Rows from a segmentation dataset
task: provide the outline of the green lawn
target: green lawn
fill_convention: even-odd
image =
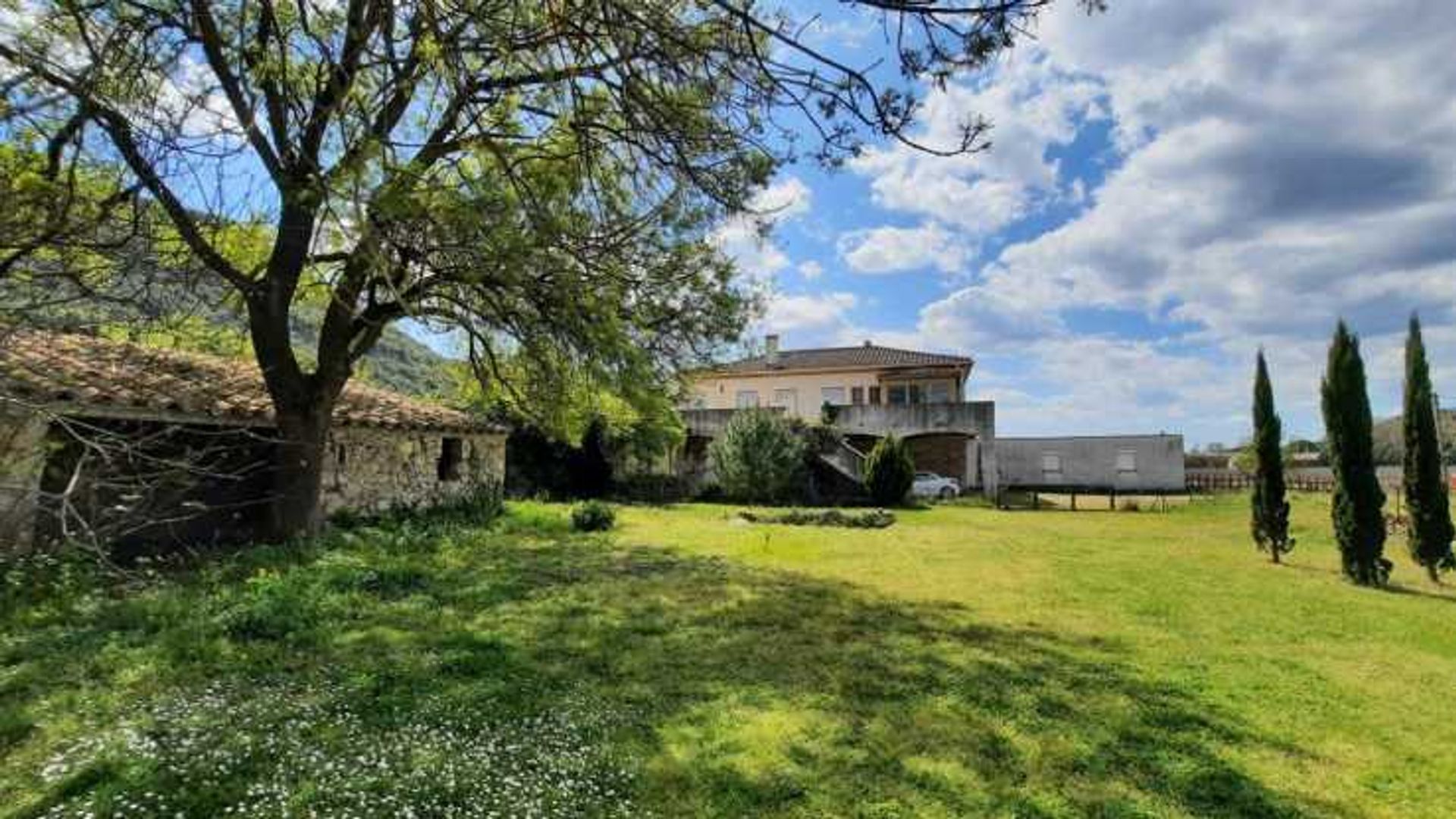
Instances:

==

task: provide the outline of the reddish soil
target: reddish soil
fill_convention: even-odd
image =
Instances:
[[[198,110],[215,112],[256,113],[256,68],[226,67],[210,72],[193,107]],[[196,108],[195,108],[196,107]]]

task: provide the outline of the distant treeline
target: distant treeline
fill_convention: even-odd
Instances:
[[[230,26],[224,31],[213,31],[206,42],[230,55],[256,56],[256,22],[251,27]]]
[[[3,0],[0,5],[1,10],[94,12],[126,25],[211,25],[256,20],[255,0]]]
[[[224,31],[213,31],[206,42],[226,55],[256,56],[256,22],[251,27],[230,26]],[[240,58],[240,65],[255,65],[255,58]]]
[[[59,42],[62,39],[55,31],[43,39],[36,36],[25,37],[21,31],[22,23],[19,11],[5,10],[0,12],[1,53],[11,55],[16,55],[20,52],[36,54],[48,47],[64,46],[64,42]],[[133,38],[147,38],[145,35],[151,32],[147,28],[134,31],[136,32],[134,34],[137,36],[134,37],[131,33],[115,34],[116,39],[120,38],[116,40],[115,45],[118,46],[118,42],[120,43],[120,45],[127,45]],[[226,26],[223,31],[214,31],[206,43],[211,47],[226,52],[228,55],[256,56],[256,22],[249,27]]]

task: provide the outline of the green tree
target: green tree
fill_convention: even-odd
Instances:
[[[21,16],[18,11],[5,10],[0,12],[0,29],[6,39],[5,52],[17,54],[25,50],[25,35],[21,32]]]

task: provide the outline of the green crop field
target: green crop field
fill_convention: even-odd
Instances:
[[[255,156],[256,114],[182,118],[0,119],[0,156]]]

TASK OBJECTIVE
Output as a JSON list of strings the part of the material that opens with the line containing "task: provide the outline of the green tree" and closes with the line containing "[[[255,156],[256,114],[182,118],[0,119],[0,156]]]", one string per line and blank lines omitted.

WORKED ANSWER
[
  "task: provide the outline of the green tree",
  "target: green tree",
  "fill_convention: even-odd",
  "Instances:",
  "[[[21,16],[18,11],[5,10],[0,12],[0,29],[6,39],[5,52],[17,54],[25,50],[25,35],[21,32]]]",
  "task: provide the outline of the green crop field",
  "target: green crop field",
  "fill_convention: even-odd",
  "Instances:",
  "[[[255,156],[256,114],[182,118],[0,119],[0,156]]]"
]